- [原文]:

口中医桂助事件帖⑯ さくら坂の未来(さき)へ 完 和田はつ子
桂助は妹・房の付添で横浜で虫歯治療の見学をする。旗本の嫡男の虫歯治療に行き、虫歯になっている子供の歯を全て抜いた。永久歯にも虫歯があり、抜くしか手がなかった。アメリカのエーテルでの麻酔技術とドリルでの虫歯を部分的に取り除く治療があることを知った。
横浜で阿片密売をしている男が殺された。男を敵と狙う使用人に成りすました三人による殺しだった。桂助は犯人に判ったことを告げる。犯人は置き手紙を残して居なくなった。桂助も隠された事件のことを言わないで帰った。
江戸で阿片のよると思われる普請死が多発していた。調べていた金五が付いている同心・友田達之助が心中を装って阿片で殺された。友田の遺体が岸田正二郎の屋敷に運ばれた事で、鋼次と金五は岸田の関与を疑う。岸田は桂助の出生の秘密を知っている。岸田が藤屋に桂助を預けた。

- [物体位置特定用の画像]:
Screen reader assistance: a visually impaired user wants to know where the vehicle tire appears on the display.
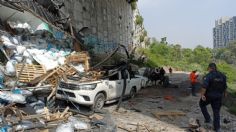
[141,80,145,88]
[93,93,106,110]
[129,88,136,99]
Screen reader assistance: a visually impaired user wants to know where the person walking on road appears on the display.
[169,67,172,74]
[189,70,198,96]
[199,63,227,132]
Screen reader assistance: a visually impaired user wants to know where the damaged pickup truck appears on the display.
[56,70,141,110]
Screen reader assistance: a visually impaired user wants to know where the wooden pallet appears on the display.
[16,64,46,83]
[66,52,90,71]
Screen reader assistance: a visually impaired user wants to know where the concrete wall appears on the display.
[65,0,133,53]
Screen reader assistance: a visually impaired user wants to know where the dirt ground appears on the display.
[105,72,236,132]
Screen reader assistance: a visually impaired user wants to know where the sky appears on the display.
[138,0,236,48]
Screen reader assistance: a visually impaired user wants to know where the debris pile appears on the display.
[0,12,107,132]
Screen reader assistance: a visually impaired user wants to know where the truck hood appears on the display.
[61,79,105,85]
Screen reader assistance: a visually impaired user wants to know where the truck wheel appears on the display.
[93,93,105,110]
[129,88,136,99]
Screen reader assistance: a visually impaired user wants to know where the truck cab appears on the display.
[56,70,141,109]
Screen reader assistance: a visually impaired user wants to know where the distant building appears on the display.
[213,16,236,48]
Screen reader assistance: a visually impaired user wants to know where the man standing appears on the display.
[159,67,166,84]
[199,63,227,132]
[189,70,198,96]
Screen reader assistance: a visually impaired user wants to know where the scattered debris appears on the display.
[152,111,186,119]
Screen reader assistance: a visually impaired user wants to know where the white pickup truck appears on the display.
[56,71,141,109]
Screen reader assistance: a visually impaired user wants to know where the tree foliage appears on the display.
[214,42,236,65]
[135,15,143,25]
[142,39,236,82]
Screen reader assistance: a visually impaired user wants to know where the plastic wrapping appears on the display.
[0,70,5,89]
[12,88,33,96]
[6,60,17,76]
[0,91,26,104]
[30,100,45,114]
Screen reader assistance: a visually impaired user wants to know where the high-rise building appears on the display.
[213,16,236,48]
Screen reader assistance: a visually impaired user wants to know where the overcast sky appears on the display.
[138,0,236,48]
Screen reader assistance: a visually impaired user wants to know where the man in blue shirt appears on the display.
[199,63,227,132]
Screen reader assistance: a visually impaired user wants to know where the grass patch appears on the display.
[227,83,236,97]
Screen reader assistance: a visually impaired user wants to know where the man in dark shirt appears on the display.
[199,63,227,132]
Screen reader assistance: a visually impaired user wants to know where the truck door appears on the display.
[125,70,132,95]
[108,72,123,99]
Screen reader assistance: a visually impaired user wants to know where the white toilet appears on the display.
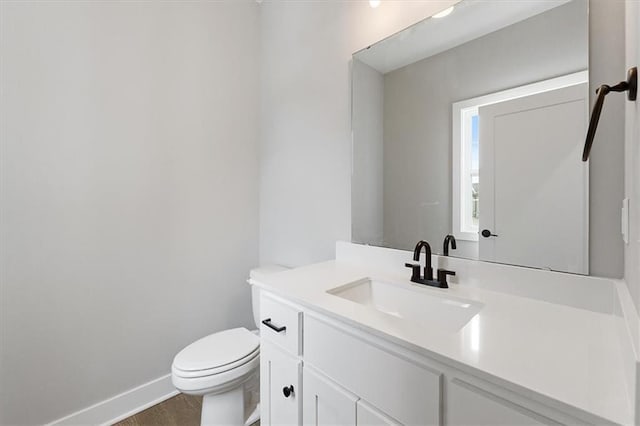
[171,266,286,426]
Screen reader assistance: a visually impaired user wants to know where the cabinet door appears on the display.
[356,400,401,426]
[447,379,558,426]
[302,366,358,426]
[260,339,302,426]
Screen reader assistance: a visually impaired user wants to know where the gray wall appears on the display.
[0,1,258,425]
[622,2,640,312]
[589,0,626,278]
[380,1,592,258]
[351,59,384,246]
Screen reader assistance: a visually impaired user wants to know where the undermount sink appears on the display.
[327,278,484,333]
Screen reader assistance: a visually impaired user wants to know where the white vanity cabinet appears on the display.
[260,341,302,425]
[260,292,302,426]
[260,291,606,426]
[302,366,358,426]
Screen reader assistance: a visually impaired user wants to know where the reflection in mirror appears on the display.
[352,0,590,274]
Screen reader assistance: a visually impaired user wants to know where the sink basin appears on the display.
[327,278,484,333]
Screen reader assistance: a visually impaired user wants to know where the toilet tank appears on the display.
[249,265,289,329]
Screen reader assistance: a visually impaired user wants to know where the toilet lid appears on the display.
[173,328,260,371]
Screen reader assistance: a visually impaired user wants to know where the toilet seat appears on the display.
[171,328,260,394]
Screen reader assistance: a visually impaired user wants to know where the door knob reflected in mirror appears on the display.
[282,385,293,398]
[480,229,498,238]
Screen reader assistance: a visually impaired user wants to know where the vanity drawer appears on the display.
[260,292,302,355]
[304,315,442,425]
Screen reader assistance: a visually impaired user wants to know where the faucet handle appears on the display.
[438,269,456,288]
[404,262,422,282]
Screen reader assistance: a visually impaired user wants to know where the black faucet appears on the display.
[405,241,456,288]
[442,234,456,256]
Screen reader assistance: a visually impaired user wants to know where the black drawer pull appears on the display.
[262,318,287,333]
[282,385,293,398]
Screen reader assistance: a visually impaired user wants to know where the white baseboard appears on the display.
[47,374,179,426]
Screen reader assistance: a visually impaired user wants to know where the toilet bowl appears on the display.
[171,328,260,425]
[171,266,287,426]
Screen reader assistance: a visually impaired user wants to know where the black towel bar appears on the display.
[582,67,638,161]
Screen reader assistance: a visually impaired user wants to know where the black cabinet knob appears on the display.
[282,385,293,398]
[480,229,497,238]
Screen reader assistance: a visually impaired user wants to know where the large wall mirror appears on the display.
[352,0,622,274]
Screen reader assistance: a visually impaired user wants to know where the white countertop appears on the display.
[252,261,633,424]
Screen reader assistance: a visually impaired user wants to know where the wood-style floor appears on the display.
[114,393,202,426]
[114,393,260,426]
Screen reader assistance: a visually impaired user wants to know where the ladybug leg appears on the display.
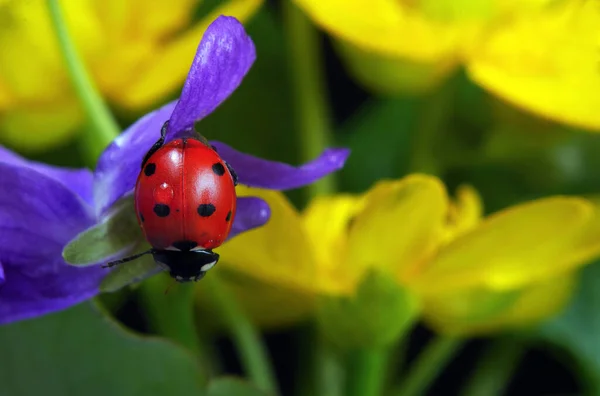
[142,120,169,169]
[223,161,238,186]
[102,249,154,268]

- [課題の要件]:
(a) 原文によると、桂助が横浜で虫歯治療を見学したとき、付き添ったのは誰か。
(b) 次の(i)〜(iii)が原文の内容と一致するかどうかを判定せよ。それぞれ「はい」か「いいえ」で答え、決め手となる原文の語句をそのまま引用すること。
(i) 旗本の嫡男の永久歯には虫歯がなかった。
(ii) 友田達之助の遺体は岸田正二郎の屋敷に運ばれた。
(iii) 桂助を藤屋に預けたのは岸田である。
(c) 原文の最後の文に続けて、その先の筋を数文で書き継げ。

- [課題別の解答]:
(a) 妹の房

(b)
(i) いいえ。「永久歯にも虫歯があり、抜くしか手がなかった。」
(ii) はい。「友田の遺体が岸田正二郎の屋敷に運ばれた」
(iii) はい。「岸田が藤屋に桂助を預けた。」

(c)
岸田の屋敷に呼ばれた三人は、岸田と桂助の養父・藤屋長右衛門から事件のあらましを聞く。長右衛門は家康の時代に植木屋から商家に替わった忠義の商人の元締めの子孫だった。忠義の商人の子孫たちの中に不平不満を持った者がいた。繋がり特権を利用して阿片を広めていった。老中たちに二代前の御側御用を勤めた岸田が頼りにされ、藤屋たちが忠義の商人であることを知った岸田が探索を手伝うことになった。全てを語った二人、裏切り者の西陣屋は阿片を呷って死んだ。
慶喜からの阿片を日本入れるなという手紙を見る。
志保は岸田に保護され、小石川の薬草園にいた。二人は祝言を挙げた。
虫歯の治療をした旗本の縁で、桂助夫婦と鋼次の家族は、虫歯治療を勉強するためアメリカ行きの船に乗った。
入れ歯師・本橋十吾は、桂助から日本の入れ歯は物が噛めることがすごいと褒められたと聞き、自分の技術を受け継ぐ人を作るために弟子をとり始めた。